### Qué hacer
Recopila cada línea de las entradas de abajo que contenga la palabra "water". Distingue entre mayúsculas y minúsculas.
-- -- --
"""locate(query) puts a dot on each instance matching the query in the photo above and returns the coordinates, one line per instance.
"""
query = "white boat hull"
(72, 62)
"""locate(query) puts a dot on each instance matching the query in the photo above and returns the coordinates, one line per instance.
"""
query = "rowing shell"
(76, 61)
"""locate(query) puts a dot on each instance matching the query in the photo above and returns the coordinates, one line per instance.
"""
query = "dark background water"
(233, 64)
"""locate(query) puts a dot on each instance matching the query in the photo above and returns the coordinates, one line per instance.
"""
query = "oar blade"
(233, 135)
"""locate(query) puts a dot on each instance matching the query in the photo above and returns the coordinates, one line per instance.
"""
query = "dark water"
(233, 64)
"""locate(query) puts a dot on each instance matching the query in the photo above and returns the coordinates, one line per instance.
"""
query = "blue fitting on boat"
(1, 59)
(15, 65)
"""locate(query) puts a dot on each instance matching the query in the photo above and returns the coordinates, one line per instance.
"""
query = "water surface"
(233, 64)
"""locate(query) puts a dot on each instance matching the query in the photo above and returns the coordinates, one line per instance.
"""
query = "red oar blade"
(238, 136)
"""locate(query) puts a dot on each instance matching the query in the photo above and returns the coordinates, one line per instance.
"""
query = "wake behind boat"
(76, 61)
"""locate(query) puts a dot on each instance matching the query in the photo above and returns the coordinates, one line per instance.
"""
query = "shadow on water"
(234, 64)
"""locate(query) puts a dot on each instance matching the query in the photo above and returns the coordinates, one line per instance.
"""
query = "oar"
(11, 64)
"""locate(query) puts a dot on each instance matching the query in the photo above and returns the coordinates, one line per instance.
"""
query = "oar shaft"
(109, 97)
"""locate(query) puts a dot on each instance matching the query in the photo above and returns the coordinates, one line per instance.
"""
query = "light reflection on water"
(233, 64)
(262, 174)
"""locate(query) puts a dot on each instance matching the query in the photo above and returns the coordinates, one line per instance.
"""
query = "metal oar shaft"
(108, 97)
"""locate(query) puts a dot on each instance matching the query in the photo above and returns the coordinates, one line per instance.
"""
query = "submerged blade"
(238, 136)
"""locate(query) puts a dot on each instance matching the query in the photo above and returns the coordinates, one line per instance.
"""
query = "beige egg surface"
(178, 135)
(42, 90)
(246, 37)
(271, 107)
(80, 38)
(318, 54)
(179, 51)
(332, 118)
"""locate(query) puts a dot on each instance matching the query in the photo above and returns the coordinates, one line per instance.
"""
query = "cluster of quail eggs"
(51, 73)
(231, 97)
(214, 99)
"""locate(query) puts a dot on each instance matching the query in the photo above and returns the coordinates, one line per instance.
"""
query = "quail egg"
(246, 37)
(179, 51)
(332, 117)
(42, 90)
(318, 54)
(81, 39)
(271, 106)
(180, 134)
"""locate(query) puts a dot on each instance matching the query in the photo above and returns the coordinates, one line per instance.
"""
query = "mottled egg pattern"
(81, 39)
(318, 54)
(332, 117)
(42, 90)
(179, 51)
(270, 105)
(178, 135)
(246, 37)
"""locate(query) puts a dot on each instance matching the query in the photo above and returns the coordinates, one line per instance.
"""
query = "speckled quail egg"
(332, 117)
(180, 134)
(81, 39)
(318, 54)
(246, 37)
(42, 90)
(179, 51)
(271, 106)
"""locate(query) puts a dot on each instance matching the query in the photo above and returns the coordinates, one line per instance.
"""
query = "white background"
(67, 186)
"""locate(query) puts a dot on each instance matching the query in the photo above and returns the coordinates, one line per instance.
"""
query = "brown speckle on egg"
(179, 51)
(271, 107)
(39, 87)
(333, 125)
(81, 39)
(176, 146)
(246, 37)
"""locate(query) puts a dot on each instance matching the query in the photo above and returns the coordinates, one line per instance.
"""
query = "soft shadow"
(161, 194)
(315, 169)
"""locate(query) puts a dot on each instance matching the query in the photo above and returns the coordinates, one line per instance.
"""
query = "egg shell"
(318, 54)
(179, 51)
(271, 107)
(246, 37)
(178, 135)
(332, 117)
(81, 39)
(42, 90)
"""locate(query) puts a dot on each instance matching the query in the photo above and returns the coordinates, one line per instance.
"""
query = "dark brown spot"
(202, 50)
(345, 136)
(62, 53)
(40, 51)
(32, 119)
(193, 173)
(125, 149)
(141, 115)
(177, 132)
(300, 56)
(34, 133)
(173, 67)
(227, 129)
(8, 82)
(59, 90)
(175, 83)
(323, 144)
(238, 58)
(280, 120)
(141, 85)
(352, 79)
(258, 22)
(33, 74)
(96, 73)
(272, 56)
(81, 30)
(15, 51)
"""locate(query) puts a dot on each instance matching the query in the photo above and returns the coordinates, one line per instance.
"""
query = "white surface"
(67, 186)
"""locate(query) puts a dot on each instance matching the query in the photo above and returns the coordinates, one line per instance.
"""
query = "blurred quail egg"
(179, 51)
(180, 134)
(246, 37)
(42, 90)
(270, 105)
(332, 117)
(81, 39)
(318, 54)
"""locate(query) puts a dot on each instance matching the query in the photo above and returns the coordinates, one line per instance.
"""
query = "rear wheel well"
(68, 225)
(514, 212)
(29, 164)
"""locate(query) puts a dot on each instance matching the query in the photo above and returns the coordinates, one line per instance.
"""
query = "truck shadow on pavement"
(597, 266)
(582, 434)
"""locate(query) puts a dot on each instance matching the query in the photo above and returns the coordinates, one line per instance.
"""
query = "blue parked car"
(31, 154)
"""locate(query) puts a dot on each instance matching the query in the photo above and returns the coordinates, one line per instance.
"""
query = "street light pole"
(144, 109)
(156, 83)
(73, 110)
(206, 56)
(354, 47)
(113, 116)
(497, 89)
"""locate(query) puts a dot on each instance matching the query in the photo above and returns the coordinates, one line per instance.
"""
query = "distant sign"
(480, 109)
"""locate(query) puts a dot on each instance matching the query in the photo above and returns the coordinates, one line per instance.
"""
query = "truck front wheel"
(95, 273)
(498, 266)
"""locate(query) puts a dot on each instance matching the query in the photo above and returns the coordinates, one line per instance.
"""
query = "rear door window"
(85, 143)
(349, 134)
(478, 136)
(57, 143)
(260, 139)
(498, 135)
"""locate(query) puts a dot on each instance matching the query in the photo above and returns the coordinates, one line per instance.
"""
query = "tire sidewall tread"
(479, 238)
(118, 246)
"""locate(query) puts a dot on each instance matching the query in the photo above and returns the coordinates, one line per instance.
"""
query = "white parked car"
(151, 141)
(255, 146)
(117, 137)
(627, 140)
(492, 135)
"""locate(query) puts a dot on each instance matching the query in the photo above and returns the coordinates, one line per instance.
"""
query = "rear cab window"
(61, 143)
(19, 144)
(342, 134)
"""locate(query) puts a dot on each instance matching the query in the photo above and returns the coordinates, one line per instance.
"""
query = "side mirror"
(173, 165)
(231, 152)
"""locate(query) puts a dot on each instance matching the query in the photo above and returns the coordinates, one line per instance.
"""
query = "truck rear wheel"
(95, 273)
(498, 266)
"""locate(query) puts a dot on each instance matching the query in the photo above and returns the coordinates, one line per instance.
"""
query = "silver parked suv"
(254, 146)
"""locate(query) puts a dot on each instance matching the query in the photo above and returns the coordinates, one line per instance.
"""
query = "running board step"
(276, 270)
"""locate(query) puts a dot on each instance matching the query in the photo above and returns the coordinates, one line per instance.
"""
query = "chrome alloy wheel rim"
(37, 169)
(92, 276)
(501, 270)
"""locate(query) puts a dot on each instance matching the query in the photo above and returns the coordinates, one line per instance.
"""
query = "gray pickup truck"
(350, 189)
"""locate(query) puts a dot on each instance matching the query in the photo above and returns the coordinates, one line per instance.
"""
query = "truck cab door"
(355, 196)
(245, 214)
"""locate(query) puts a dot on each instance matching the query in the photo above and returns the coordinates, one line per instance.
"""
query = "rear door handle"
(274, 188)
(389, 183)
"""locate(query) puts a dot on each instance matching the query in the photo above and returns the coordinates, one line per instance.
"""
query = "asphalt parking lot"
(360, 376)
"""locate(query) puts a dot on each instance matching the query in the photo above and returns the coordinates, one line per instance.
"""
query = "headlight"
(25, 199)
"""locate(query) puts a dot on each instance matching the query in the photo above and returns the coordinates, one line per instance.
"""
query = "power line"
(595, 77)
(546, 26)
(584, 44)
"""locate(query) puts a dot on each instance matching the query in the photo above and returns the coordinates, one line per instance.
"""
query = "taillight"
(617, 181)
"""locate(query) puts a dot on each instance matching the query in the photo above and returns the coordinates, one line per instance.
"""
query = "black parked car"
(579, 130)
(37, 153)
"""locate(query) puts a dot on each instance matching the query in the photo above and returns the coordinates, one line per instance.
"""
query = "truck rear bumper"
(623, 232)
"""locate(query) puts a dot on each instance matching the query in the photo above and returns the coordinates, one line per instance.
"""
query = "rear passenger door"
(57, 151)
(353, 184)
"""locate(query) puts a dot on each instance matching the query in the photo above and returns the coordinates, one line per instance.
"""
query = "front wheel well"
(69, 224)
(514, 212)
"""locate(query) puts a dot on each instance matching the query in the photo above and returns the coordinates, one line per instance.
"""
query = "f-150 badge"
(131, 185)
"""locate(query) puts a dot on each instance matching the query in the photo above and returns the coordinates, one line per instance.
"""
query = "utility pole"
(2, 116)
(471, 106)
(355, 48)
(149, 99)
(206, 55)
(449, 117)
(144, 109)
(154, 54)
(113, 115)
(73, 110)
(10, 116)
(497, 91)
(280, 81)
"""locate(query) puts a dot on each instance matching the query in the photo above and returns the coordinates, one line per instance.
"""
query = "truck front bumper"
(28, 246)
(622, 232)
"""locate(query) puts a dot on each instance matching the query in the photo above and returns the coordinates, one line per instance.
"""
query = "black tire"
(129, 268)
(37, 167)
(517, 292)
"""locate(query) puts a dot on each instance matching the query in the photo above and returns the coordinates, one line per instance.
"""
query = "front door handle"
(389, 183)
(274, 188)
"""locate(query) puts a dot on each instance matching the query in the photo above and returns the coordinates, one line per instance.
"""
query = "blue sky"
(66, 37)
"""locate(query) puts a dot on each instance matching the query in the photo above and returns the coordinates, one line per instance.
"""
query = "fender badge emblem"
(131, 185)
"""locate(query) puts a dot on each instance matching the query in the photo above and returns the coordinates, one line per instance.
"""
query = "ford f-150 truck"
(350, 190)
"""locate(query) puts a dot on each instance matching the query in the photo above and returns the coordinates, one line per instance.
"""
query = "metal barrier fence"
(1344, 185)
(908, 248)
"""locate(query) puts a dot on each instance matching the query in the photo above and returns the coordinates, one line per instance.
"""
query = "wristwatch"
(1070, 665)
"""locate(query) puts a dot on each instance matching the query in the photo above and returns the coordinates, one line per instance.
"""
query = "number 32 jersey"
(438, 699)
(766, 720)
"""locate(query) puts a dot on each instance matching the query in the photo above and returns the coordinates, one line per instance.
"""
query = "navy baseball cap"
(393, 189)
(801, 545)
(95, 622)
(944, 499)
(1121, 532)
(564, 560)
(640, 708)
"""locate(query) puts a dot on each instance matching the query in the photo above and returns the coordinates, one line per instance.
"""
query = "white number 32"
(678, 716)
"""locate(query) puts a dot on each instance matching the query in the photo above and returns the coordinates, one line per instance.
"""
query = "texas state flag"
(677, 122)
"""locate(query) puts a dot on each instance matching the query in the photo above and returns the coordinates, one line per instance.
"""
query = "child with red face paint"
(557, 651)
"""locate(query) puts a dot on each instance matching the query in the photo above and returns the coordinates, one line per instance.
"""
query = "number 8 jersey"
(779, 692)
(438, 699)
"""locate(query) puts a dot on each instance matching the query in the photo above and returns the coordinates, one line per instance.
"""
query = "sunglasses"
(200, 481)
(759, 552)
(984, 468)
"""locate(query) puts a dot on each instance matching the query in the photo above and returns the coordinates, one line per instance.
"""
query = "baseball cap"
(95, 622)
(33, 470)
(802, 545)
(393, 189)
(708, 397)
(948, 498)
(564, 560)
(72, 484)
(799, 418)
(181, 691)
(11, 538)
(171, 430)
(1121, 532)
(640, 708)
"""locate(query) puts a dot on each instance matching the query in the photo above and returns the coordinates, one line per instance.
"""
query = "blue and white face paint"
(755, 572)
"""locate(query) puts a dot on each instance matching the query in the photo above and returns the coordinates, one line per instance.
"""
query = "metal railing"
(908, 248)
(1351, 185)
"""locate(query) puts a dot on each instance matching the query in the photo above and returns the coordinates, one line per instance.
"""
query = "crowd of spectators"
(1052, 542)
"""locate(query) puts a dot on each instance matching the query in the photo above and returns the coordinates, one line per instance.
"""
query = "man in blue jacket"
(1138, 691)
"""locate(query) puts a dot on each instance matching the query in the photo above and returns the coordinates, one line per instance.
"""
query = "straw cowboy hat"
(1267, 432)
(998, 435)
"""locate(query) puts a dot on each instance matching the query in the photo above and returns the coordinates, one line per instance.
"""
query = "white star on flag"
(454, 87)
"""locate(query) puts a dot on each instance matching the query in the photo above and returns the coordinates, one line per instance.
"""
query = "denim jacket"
-- -- --
### Solución a continuación
query = "dark background water"
query = "dark water"
query = "water surface"
query = "shadow on water"
query = "light reflection on water"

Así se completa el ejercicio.